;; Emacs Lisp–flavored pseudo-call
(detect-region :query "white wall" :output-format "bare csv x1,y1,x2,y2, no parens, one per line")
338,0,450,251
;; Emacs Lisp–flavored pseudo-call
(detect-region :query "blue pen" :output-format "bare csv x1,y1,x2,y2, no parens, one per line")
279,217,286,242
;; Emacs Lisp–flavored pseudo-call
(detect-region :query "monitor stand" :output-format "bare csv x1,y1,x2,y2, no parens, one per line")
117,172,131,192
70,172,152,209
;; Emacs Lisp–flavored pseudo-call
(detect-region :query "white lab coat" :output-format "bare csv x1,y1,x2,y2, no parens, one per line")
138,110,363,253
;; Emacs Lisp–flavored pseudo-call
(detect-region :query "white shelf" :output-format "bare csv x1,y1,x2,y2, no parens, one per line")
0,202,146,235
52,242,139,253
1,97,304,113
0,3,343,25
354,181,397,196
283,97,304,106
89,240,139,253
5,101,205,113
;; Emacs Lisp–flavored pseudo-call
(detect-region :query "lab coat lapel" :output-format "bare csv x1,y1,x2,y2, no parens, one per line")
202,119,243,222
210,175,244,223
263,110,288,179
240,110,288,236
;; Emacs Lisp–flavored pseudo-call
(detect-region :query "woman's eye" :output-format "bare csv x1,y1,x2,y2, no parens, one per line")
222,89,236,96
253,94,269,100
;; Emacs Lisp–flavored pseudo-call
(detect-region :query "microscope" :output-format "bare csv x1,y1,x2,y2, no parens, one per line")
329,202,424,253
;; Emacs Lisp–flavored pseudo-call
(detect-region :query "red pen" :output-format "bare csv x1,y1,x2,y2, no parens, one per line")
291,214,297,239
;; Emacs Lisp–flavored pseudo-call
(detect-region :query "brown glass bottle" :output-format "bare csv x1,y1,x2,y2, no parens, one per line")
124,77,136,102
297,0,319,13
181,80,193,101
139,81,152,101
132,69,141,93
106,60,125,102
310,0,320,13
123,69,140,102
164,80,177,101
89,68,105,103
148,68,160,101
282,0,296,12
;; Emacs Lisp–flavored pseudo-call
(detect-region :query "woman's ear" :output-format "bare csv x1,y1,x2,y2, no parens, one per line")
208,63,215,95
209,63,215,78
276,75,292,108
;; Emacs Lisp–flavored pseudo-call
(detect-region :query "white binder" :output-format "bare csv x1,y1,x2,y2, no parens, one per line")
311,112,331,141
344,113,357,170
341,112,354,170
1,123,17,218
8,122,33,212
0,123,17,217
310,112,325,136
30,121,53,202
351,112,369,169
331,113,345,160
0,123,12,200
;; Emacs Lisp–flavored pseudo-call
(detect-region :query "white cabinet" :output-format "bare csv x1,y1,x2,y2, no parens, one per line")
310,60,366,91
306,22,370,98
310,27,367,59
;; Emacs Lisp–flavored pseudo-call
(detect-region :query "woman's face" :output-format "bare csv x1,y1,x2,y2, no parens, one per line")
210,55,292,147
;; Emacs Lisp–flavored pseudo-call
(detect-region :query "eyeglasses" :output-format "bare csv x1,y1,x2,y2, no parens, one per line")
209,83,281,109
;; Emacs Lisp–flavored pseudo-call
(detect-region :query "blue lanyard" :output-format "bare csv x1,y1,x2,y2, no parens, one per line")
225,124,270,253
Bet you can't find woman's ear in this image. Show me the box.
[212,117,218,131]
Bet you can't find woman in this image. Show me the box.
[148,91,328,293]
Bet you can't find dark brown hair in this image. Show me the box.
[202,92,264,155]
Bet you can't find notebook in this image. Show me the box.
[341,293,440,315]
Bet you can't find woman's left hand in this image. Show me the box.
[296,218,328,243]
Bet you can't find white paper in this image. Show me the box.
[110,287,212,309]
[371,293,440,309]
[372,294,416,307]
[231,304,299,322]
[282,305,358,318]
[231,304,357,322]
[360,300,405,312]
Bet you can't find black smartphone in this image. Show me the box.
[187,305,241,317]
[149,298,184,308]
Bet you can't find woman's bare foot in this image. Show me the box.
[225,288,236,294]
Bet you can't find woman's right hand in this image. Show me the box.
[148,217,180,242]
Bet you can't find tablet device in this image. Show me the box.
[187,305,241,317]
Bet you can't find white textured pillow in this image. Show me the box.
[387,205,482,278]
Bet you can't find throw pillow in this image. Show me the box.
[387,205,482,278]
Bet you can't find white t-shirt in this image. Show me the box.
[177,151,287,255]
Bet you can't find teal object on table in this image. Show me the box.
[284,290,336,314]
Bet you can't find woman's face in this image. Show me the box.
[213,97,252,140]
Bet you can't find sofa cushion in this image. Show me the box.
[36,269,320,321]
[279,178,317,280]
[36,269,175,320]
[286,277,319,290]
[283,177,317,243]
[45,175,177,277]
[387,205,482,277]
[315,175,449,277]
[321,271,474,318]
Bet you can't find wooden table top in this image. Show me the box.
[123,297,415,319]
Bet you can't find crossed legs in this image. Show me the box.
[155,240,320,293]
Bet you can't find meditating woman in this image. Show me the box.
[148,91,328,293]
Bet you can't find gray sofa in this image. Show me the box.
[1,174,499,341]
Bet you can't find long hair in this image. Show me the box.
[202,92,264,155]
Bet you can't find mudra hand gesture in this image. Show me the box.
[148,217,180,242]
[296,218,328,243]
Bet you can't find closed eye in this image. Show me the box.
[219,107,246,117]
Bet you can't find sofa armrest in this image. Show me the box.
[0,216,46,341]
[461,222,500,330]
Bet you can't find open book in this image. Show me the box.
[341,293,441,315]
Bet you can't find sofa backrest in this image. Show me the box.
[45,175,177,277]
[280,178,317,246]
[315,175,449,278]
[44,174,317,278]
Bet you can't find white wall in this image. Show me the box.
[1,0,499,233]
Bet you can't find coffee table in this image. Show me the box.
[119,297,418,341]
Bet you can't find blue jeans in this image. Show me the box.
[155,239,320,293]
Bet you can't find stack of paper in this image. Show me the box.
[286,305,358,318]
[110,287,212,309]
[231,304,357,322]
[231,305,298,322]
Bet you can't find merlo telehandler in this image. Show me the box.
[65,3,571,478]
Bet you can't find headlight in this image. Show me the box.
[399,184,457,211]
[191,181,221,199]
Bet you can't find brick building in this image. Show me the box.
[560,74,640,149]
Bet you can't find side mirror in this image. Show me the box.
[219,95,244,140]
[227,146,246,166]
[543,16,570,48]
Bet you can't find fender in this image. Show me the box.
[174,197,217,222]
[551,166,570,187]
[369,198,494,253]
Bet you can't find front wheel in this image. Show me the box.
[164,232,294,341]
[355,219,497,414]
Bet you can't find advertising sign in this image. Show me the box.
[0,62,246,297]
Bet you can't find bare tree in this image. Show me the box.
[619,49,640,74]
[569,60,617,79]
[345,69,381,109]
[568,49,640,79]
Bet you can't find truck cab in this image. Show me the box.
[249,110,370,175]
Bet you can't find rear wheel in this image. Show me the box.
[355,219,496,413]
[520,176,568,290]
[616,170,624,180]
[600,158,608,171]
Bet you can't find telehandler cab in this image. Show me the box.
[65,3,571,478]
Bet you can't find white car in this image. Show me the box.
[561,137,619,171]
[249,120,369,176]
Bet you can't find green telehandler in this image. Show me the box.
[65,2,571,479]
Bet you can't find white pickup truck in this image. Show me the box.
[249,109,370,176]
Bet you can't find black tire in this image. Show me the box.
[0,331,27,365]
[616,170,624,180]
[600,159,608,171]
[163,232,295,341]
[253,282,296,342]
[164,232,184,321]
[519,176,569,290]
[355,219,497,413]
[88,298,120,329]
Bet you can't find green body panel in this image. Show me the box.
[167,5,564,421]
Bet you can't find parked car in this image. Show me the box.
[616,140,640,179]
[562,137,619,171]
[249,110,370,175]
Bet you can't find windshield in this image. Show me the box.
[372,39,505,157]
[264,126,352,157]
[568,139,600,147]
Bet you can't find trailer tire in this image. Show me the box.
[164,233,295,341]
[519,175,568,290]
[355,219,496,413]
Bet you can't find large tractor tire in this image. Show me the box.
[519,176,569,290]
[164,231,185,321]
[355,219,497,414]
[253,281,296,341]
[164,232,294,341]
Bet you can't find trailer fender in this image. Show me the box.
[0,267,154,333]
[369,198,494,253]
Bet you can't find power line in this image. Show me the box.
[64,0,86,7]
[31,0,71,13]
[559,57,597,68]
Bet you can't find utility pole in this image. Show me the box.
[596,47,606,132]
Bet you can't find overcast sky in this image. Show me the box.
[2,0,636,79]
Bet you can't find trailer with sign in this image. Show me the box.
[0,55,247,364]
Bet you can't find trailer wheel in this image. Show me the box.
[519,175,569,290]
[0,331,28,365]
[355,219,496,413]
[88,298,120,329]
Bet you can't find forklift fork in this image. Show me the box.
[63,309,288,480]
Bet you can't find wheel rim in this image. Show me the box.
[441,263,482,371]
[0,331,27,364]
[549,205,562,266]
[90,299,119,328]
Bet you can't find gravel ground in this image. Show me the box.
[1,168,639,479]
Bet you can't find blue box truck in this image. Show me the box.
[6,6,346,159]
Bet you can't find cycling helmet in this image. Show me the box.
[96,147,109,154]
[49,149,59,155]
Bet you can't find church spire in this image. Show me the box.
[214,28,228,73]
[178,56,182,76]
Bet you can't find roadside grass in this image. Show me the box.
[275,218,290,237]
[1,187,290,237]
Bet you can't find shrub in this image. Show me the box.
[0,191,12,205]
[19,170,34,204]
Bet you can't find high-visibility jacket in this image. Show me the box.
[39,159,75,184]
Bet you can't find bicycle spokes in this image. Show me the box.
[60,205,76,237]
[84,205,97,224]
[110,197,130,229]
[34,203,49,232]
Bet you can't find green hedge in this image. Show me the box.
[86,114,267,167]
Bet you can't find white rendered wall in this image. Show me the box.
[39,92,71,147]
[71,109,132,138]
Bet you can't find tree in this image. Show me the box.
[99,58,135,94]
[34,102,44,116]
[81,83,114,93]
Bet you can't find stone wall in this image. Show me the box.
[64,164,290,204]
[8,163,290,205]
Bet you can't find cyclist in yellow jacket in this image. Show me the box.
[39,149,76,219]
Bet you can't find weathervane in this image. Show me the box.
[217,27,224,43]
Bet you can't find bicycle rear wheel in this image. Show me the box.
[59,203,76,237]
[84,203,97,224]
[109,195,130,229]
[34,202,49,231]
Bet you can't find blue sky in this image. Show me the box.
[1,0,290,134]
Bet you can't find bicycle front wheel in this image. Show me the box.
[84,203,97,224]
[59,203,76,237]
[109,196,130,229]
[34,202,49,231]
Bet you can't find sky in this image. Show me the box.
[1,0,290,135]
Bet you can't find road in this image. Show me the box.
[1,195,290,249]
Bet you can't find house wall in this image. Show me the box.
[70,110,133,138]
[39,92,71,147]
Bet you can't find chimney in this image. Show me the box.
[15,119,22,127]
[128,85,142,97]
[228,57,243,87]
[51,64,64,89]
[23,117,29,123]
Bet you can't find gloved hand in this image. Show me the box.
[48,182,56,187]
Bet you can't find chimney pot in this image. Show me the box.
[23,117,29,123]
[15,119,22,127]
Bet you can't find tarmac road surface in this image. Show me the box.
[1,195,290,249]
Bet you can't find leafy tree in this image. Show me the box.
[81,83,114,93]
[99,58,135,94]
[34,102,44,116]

┄┄┄┄┄┄┄┄┄┄┄┄┄┄┄┄┄┄┄┄

**WORK REQUEST**
Would you please repeat the lines from the one with "Bet you can't find road in" through the last line of the listing above, exactly and with nothing else?

**ANSWER FOR THIS EXERCISE**
Bet you can't find road in this image. Show me the box.
[1,195,290,249]
Bet you can't find house wall in this image. Show me the box.
[70,110,133,138]
[39,92,71,147]
Bet you can't find chimney in this image. Show me the box.
[15,119,22,127]
[128,85,142,97]
[228,57,243,87]
[51,64,64,89]
[23,117,29,123]
Bet you can't find gloved hand in this image. Show me the box.
[48,182,56,187]
Bet you can't find chimney pot in this image. Show me the box.
[23,117,29,123]
[15,119,22,127]
Bet you can't find tarmac road surface in this image. Show me the box.
[1,195,290,249]
Bet you can't find leafy tree in this image. Show me the box.
[81,83,114,93]
[99,58,135,94]
[34,102,44,116]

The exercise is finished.